■ **Lesetext**
□ □ □

Über der ganzen Aufregung um Diesel und Luftverschmutzung ist ein bisschen untergegangen, dass es um Gülle, Glyphosat und Grundwasser ganz ähnlich steht: Auch hier geht‘s um strenge EU-Standards, die von Deutschland zum Teil verletzt werden. Es geht um Bürger, die für unser aller Gesundheit einen hohen Preis zahlen. Und es geht nicht zuletzt um kleine schlagkräftige Umweltverbände, die eine Branche mit starker Lobby in Bedrängnis bringen. Erst vor wenigen Monaten wurde Deutschland wegen der Nitratrichtlinie vor dem Europäischen Gerichtshof verklagt. Zwischenzeitlich, nämlich 2017, war das deutsche Düngerecht reformiert worden. Vielleicht deshalb hat die Entscheidung nur mäßig Wellen geschlagen, obwohl die Problematik eigentlich für jeden Haushalt mit Wasseranschluss relevant sein sollte.

□ □ □

■ **Aufgabe 1**
Bei welchen drei Dingen steht es laut dem Lesetext ganz ähnlich wie bei Diesel und Luftverschmutzung?
Lesetext und Auflistung stammen aus verschiedenen Quellen.

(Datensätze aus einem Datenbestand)
□ □ □

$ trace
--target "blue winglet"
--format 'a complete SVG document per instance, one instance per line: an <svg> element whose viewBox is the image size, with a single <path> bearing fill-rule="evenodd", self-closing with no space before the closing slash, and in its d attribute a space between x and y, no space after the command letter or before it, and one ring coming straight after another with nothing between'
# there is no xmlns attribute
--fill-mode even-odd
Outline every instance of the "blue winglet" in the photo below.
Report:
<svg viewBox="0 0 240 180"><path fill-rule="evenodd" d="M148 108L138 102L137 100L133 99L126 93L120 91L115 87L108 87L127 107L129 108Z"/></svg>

□ □ □

■ **Aufgabe 2**
Wandle sämtliche Zeilen der Auflistung in eine Markdown-Tabelle mit den Spalten „Nummer“ und „Zeile“ um und lass leere Zeilen weg.

■ **Richtige Antwort 1**
Gülle, Glyphosat und Grundwasser

■ **Richtige Antwort 2**
| Nummer | Zeile |
|---|---|
| 1 | $ trace |
| 2 | --target "blue winglet" |
| 3 | --format 'a complete SVG document per instance, one instance per line: an <svg> element whose viewBox is the image size, with a single <path> bearing fill-rule="evenodd", self-closing with no space before the closing slash, and in its d attribute a space between x and y, no space after the command letter or before it, and one ring coming straight after another with nothing between' |
| 4 | # there is no xmlns attribute |
| 5 | --fill-mode even-odd |
| 6 | Outline every instance of the "blue winglet" in the photo below. |
| 7 | Report: |
| 8 | <svg viewBox="0 0 240 180"><path fill-rule="evenodd" d="M148 108L138 102L137 100L133 99L126 93L120 91L115 87L108 87L127 107L129 108Z"/></svg> |